* **Required action**
Repeat every entry exactly as it stands. Omit the images.
*** Opening of Dataset excerpts ***
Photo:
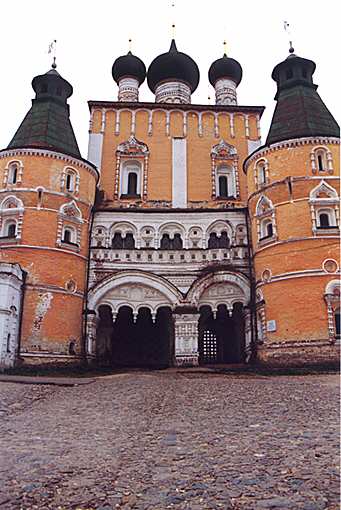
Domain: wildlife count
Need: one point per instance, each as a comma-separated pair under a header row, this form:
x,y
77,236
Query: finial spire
x,y
52,49
288,31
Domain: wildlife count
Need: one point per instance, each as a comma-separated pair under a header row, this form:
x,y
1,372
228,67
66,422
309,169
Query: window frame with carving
x,y
69,218
131,152
328,204
321,160
264,217
17,165
11,212
224,163
262,165
73,174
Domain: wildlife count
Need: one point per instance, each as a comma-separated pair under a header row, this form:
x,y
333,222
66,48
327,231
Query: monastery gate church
x,y
182,239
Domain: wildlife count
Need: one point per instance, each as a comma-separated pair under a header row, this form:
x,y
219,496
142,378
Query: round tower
x,y
293,183
173,76
46,199
129,72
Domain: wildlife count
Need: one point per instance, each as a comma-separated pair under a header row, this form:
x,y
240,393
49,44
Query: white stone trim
x,y
49,154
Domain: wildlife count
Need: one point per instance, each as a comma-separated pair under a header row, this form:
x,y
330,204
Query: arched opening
x,y
13,173
223,190
132,183
221,335
11,230
324,220
167,243
337,323
213,241
136,341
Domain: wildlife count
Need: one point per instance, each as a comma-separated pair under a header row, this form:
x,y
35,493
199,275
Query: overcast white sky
x,y
91,35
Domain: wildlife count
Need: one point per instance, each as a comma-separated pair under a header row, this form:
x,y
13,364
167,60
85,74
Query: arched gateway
x,y
136,318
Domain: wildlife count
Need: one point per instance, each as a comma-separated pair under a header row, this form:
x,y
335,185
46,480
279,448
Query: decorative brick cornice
x,y
286,144
51,154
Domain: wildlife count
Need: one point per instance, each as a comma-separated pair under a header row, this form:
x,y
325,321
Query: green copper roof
x,y
47,124
300,111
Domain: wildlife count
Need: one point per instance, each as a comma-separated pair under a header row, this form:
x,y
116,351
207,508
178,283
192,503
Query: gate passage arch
x,y
224,326
131,320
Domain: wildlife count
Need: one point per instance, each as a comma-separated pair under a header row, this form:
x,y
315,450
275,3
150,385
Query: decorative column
x,y
186,339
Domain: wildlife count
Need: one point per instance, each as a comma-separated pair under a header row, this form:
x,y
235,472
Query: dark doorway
x,y
139,343
221,338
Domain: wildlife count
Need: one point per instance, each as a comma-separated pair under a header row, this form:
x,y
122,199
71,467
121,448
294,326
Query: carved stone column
x,y
186,339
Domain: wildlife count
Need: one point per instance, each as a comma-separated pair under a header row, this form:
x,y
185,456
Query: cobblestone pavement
x,y
156,440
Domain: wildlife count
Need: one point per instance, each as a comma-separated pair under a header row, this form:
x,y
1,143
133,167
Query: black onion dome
x,y
129,65
173,65
225,67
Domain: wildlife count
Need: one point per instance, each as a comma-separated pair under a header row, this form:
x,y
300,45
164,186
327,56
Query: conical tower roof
x,y
47,124
300,112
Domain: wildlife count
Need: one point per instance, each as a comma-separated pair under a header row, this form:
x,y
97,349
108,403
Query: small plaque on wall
x,y
271,326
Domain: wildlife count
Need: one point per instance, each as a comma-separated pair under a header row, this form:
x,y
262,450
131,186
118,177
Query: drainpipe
x,y
254,330
24,273
85,300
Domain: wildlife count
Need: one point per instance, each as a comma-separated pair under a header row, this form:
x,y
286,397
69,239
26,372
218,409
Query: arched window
x,y
266,229
225,182
176,242
129,242
132,183
213,241
117,241
324,220
131,172
223,186
165,242
321,160
261,174
337,323
68,236
11,229
224,241
70,181
13,173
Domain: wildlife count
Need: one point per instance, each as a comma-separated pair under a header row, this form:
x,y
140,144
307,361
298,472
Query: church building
x,y
182,239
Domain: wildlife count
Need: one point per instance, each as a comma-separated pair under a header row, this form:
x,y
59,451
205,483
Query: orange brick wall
x,y
52,313
296,303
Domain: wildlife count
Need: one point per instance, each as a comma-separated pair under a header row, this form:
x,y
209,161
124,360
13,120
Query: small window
*** Close of Dataset excerpts ***
* **Answer**
Photo:
Domain: wildlife count
Need: one point per instance, each as a comma-separated pair under a header row, this form:
x,y
77,236
Query: finial spire
x,y
52,49
288,31
Domain: wildlife count
Need: one point per instance, each as a comma-separated pair under a header row, this form:
x,y
1,372
228,67
66,422
309,169
Query: window frame with carving
x,y
69,218
131,152
328,204
321,160
264,217
17,165
11,212
224,163
262,165
73,174
Domain: wildlife count
Need: one point per instance, each as a comma-separated pair under a header row, this form:
x,y
333,222
66,48
327,231
Query: monastery gate church
x,y
182,239
Domain: wildlife count
Need: one point per instance, each as a comma-separated pair under a header row, this form:
x,y
219,496
142,378
Query: round tower
x,y
293,183
173,76
46,199
129,72
Domain: wildlife count
Need: one point per instance, each as a comma-separated pair under a header row, this form:
x,y
240,393
49,44
Query: white stone trim
x,y
49,154
Domain: wildlife count
Need: one point per instance, each as a comma-separated pair under a header row, this form:
x,y
330,204
Query: arched opening
x,y
13,173
223,190
132,183
221,335
11,230
324,220
167,243
337,323
213,241
136,341
Domain: wildlife count
Need: one point per instance, each as a comma-separated pair under a header row, this form:
x,y
35,493
199,275
Query: overcast white sky
x,y
91,35
Domain: wildlife count
Need: one point per instance, each as a comma-separated pair under a header row, this form:
x,y
13,364
167,60
85,74
Query: arched gateway
x,y
136,318
Domain: wildlife count
Need: one point per instance, each as a comma-separated pair under a header row, this form:
x,y
335,185
46,480
279,448
Query: decorative brick cornice
x,y
286,144
51,154
Domain: wildlife count
Need: one point per instance, each as a comma-separated pair under a header row, this form:
x,y
325,321
Query: green copper roof
x,y
47,124
300,111
Domain: wildlife count
Need: one point per instance, each as a comma-separated pair under a header row, this form:
x,y
116,351
207,508
178,283
192,503
Query: gate passage arch
x,y
224,326
131,320
Domain: wildlife count
Need: one point per instance, each as a comma-separated pair under a header row, this form:
x,y
315,450
275,3
150,385
Query: decorative column
x,y
186,339
Domain: wildlife count
Need: one point per instance, each as a comma-separated pair under a header row, this form:
x,y
235,472
Query: dark doorway
x,y
139,343
221,338
Domain: wildlife count
Need: one point per instance, each as a comma-separated pair under a header row, this form:
x,y
122,199
71,467
121,448
294,326
Query: carved stone column
x,y
186,339
Domain: wildlife count
Need: one point per instance, each as a comma-separated pair under a header row, this form:
x,y
185,456
Query: cobblestone pavement
x,y
156,440
Domain: wildlife count
Need: one point per instance, each as a comma-separated pair under a header row, this form:
x,y
1,143
133,167
Query: black onion dome
x,y
129,65
173,65
225,67
Domain: wildlife count
Need: one point per instance, each as a comma-separated pair under a header row, this form:
x,y
300,45
164,186
327,56
Query: conical tower roof
x,y
47,124
300,112
Domain: wildlife count
Need: one point per instance, each as a comma-separated pair under a header row, this form:
x,y
97,349
108,403
Query: small plaque on wall
x,y
271,326
Domain: wildlife count
Need: one point per instance, each as a comma-separated pair under a header row, this form:
x,y
262,450
131,186
118,177
Query: drainpipe
x,y
254,330
24,273
85,300
Domain: wildlife count
Need: one point per instance, each as a comma-separated pair under a header row, this form:
x,y
286,397
69,239
26,372
218,409
Query: arched window
x,y
266,229
225,182
176,242
129,242
132,183
213,241
117,241
324,220
131,172
223,186
165,242
321,160
261,174
337,323
68,236
11,229
224,241
70,181
13,173
Domain: wildlife count
Need: one point per instance, each as a comma-separated pair under a header row, this form:
x,y
140,144
307,361
298,472
Query: church building
x,y
182,239
Domain: wildlife count
Need: one point per instance, each as a comma-separated pair under a header row, this form:
x,y
59,451
205,483
Query: orange brick wall
x,y
52,313
296,303
Domain: wildlife count
Need: one point per instance, each as a comma-separated pair under a header row, this form:
x,y
209,161
124,360
13,120
Query: small window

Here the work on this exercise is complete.